Drop every image and restate the entries below word for word.

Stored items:

'''

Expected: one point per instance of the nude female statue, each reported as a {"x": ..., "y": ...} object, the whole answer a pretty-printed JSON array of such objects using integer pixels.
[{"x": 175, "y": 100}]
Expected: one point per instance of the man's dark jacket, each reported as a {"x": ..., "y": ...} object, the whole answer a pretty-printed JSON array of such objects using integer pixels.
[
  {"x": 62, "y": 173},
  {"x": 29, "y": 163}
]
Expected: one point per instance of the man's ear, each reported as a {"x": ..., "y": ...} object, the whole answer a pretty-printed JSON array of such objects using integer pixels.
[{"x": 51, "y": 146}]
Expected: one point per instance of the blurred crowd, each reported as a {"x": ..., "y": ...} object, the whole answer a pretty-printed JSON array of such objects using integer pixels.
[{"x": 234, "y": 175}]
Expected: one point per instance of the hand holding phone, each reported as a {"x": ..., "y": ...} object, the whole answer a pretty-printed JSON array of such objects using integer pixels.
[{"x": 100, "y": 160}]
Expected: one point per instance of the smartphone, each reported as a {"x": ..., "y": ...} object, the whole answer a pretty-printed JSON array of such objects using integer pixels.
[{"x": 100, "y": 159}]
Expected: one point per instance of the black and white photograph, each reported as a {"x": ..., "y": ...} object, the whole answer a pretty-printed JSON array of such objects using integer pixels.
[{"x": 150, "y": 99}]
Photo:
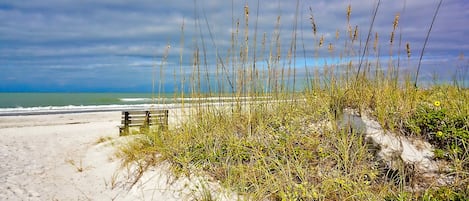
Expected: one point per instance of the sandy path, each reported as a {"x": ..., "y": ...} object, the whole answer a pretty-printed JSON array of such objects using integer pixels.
[
  {"x": 38, "y": 153},
  {"x": 57, "y": 157}
]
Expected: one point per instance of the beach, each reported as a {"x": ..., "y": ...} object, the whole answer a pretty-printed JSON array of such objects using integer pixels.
[{"x": 72, "y": 157}]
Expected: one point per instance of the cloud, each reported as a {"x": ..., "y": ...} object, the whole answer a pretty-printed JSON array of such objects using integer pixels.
[{"x": 88, "y": 38}]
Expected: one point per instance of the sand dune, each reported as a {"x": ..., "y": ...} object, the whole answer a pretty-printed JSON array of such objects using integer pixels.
[{"x": 57, "y": 157}]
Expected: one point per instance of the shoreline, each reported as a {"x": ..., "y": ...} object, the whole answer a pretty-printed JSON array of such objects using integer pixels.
[{"x": 72, "y": 156}]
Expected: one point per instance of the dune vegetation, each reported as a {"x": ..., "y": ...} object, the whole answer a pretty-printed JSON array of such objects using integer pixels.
[{"x": 287, "y": 141}]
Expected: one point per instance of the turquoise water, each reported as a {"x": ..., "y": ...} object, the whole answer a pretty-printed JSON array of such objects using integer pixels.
[{"x": 26, "y": 100}]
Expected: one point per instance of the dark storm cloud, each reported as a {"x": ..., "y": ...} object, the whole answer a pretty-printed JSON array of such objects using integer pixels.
[{"x": 111, "y": 39}]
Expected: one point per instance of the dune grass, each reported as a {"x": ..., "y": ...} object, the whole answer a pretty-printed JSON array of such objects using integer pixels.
[{"x": 287, "y": 143}]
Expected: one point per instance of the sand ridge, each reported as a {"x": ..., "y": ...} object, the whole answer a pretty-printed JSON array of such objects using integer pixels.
[{"x": 58, "y": 157}]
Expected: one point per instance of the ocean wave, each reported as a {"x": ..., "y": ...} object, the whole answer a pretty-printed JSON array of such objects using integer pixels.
[{"x": 135, "y": 99}]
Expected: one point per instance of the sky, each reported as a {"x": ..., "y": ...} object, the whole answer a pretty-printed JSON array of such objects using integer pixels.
[{"x": 121, "y": 46}]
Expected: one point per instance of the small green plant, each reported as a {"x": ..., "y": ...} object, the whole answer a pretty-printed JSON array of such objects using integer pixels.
[{"x": 443, "y": 128}]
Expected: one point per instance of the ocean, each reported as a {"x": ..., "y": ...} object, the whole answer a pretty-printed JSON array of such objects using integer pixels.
[{"x": 50, "y": 103}]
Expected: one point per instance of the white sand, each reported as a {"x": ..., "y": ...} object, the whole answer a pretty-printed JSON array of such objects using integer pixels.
[{"x": 57, "y": 157}]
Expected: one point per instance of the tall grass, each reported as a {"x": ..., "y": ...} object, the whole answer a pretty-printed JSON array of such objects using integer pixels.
[{"x": 286, "y": 142}]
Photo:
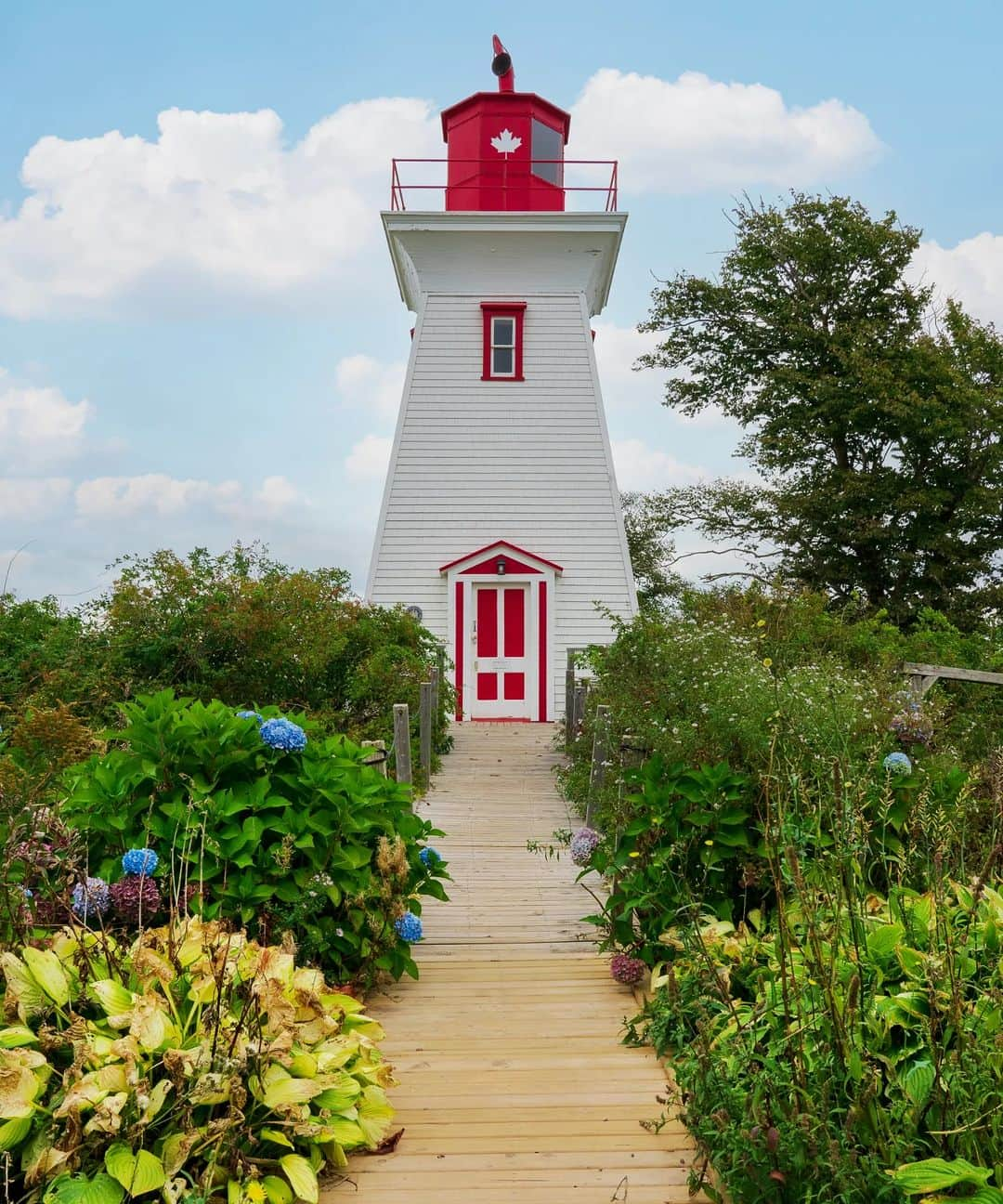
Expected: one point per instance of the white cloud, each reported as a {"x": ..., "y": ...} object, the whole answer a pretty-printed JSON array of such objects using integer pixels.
[
  {"x": 114, "y": 497},
  {"x": 370, "y": 385},
  {"x": 39, "y": 425},
  {"x": 217, "y": 198},
  {"x": 279, "y": 494},
  {"x": 28, "y": 499},
  {"x": 697, "y": 133},
  {"x": 369, "y": 459},
  {"x": 643, "y": 467},
  {"x": 970, "y": 271}
]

'''

_Finished exercise:_
Expected: one point per instance of the nude female statue, each reported as a {"x": ..., "y": ...} object, the whole answer a pretty-printed JSON array of such objects using integer pixels.
[{"x": 175, "y": 100}]
Expected: one point per instance of the man's dark jacket, each reported as a {"x": ..., "y": ...} object, the whole answer a pretty-printed JSON array of such objects using integer pixels.
[
  {"x": 62, "y": 173},
  {"x": 29, "y": 163}
]
Expected: one point per instance of the man's ear, each reported as a {"x": ..., "y": ...} object, the whole answer a pretty-printed JSON array of such objects using integer pixels.
[{"x": 51, "y": 146}]
Expected: one point per instance of the blurred crowd, each reported as a {"x": ..., "y": ...} object, the whole answer a pretty-printed JSON array of such objects using integer pixels.
[{"x": 234, "y": 175}]
Expected: one point per instance of the hand holding phone, each reported as a {"x": ..., "y": ...} object, the whole answer a pretty-printed JSON array of such objects using integer pixels.
[{"x": 100, "y": 160}]
Expected: one point per instance of the smartphone, each reported as a {"x": ..., "y": ...} object, the whole answer a pretty-printed JSON array of such objects using integer pixels.
[{"x": 100, "y": 159}]
Expected: one point per instance of the black and white photograph, each reported as a {"x": ..., "y": ...} object, the whole answer a pretty-printed JSON array of such objects using integer pixels.
[{"x": 150, "y": 99}]
Photo:
Expected: one point per instance of the sandy path, each reported as a {"x": ..., "y": ...} object, the whole answer a pretty-printed JSON array of such objects using integer pixels.
[
  {"x": 38, "y": 153},
  {"x": 57, "y": 157}
]
Expected: one point per instance of the beach, each reported as a {"x": ..., "y": ...} object, the whole answer a pretty-printed JSON array of such objects using integer pixels.
[{"x": 72, "y": 157}]
Expected: one point per instance of the cloud, each reported as a {"x": ..., "y": ...} object, the whole answer a pretty-printed JSON array of such objects using integer pixels.
[{"x": 88, "y": 38}]
Expected: one point per instance of the sand dune, each reported as a {"x": ..., "y": ...} object, the whole answer a pretty-printed JSON array of such objects using integer pixels.
[{"x": 57, "y": 157}]
Expected: one point per instance of the shoreline, each reported as a {"x": ..., "y": ...} object, the whole answer a pretty-printed JSON array of such objects using integer pixels.
[{"x": 72, "y": 156}]
Expected: one point per instance of the dune vegetation, each reported as a {"x": ..., "y": ...} object, the whole answer a pretty-printed JSON array of such objects using integer pixels.
[{"x": 287, "y": 141}]
Expected: one point per instance of the turquoise water, each reported as a {"x": ..., "y": ...} object, the whole answer a pretty-printed JSON array of such objects using integer pixels.
[{"x": 26, "y": 100}]
Expected: one point per instance of the dark storm cloud, each reported as a {"x": ..., "y": ...} object, the whole answer a pretty-printed JSON array of such objects using integer pixels.
[{"x": 111, "y": 39}]
Expected: one point per instance of the dune grass, each reported as a {"x": ..., "y": ...} object, the whole answer a pretty-printed JSON array of such objects using integer pixels.
[{"x": 287, "y": 143}]
Expected: one point per instance of the sand ridge, each reported as a {"x": ..., "y": ...} object, the whole answer a pretty-printed JSON array of such objects using integer pixels.
[{"x": 58, "y": 157}]
Expected: one point per instance of the ocean wave, each reported as a {"x": ..., "y": ...} object, the whole answer a pretty-printed JSON array of such objects using integer pixels.
[{"x": 135, "y": 99}]
Expected: one point per instance of the sky, each reported as a {"x": ..., "y": ...} object, the whole answer a pretty-printed JSON array of such objects using integer pixels.
[{"x": 121, "y": 46}]
Expected: one point per instance of the small green plant, each reported as a {"x": ..., "y": ...} object, the whole answer a pretty-printed JSON array of such objects using integer pixels.
[{"x": 443, "y": 128}]
Expected: one point per instance of the ocean, each reported as a {"x": ..., "y": ...} object, the whole answer a pretty-printed JSON array of such objects using integer pixels.
[{"x": 50, "y": 103}]
Expected: one point per instance of the white sand, each reported as a {"x": ..., "y": ...} object, the whole answer a pretty-printed JSON array of such objects using integer pixels.
[{"x": 57, "y": 157}]
Expected: one point per instance of the tall grass, each reported as a {"x": ..., "y": ...} object, the whole answer a pretty-printed JSON array of such objects using integer pixels.
[{"x": 286, "y": 142}]
Photo:
Expected: one point per instance of the white cloud, each reported as a {"x": ..., "y": ...} object, the whole answer a pretty-printed JSON array of such objects using integer pixels.
[
  {"x": 114, "y": 497},
  {"x": 370, "y": 385},
  {"x": 39, "y": 425},
  {"x": 217, "y": 198},
  {"x": 279, "y": 494},
  {"x": 28, "y": 499},
  {"x": 697, "y": 133},
  {"x": 369, "y": 459},
  {"x": 643, "y": 467},
  {"x": 970, "y": 271}
]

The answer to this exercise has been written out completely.